**Task requirements:** Whatever runs from the line with "of the light" to the end of the records below must be copied exactly, with nothing else included.

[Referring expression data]
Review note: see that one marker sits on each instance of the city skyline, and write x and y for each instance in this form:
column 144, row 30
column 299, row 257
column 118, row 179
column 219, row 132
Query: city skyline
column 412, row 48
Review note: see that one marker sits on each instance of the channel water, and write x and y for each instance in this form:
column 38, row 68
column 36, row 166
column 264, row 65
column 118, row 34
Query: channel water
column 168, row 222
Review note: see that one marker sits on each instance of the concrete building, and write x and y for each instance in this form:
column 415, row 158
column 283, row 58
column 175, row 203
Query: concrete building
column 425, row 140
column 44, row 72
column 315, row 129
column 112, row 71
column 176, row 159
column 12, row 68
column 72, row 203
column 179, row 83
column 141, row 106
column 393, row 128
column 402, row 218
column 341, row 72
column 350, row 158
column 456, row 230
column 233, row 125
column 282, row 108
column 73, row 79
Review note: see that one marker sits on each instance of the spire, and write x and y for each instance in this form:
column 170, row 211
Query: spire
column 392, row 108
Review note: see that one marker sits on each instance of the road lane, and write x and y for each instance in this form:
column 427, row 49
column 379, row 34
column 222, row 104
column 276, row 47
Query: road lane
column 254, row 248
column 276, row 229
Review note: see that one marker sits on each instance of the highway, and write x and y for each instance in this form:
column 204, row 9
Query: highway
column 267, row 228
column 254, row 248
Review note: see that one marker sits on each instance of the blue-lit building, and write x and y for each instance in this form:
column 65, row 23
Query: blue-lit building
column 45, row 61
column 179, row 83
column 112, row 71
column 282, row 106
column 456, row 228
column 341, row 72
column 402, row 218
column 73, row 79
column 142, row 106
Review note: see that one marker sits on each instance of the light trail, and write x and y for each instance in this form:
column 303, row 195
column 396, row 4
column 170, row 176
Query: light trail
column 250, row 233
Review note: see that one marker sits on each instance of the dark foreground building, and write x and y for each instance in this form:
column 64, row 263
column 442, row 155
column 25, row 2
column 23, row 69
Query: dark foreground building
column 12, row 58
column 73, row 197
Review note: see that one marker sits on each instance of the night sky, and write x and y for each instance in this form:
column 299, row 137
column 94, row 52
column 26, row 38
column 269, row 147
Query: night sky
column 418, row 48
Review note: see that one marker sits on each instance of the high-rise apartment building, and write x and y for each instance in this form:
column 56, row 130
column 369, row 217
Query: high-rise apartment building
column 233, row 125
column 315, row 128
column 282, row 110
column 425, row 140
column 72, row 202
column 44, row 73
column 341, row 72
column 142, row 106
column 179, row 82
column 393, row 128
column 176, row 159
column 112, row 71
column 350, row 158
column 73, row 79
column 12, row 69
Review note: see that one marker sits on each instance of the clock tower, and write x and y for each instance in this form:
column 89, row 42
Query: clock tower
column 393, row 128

**Expected answer:**
Review note: see that one marker sits on each instance of the light trail, and write x and y for each instance in this form:
column 303, row 195
column 396, row 4
column 170, row 176
Query: light trail
column 250, row 233
Review note: see that one marker sits on each instance of the dark foreground building, and write x and y for each instance in this form:
column 64, row 263
column 442, row 155
column 25, row 2
column 23, row 69
Query: dark foreground building
column 12, row 58
column 73, row 197
Review note: see that one marker sits on each instance of the night sky, and write x and y for each instance in this form:
column 299, row 137
column 94, row 52
column 26, row 38
column 269, row 147
Query: night sky
column 418, row 48
Review note: see that one marker sits on each instance of the high-rise apartment building, and write x and y for each instance in this form:
column 56, row 130
column 369, row 217
Query: high-rise apartment building
column 233, row 125
column 315, row 128
column 282, row 110
column 425, row 140
column 72, row 202
column 44, row 73
column 341, row 72
column 142, row 106
column 179, row 82
column 393, row 128
column 176, row 159
column 112, row 71
column 350, row 158
column 73, row 79
column 12, row 69
Review note: see that one marker sits on each instance of the clock tower, and write x and y for each instance in this form:
column 89, row 42
Query: clock tower
column 393, row 128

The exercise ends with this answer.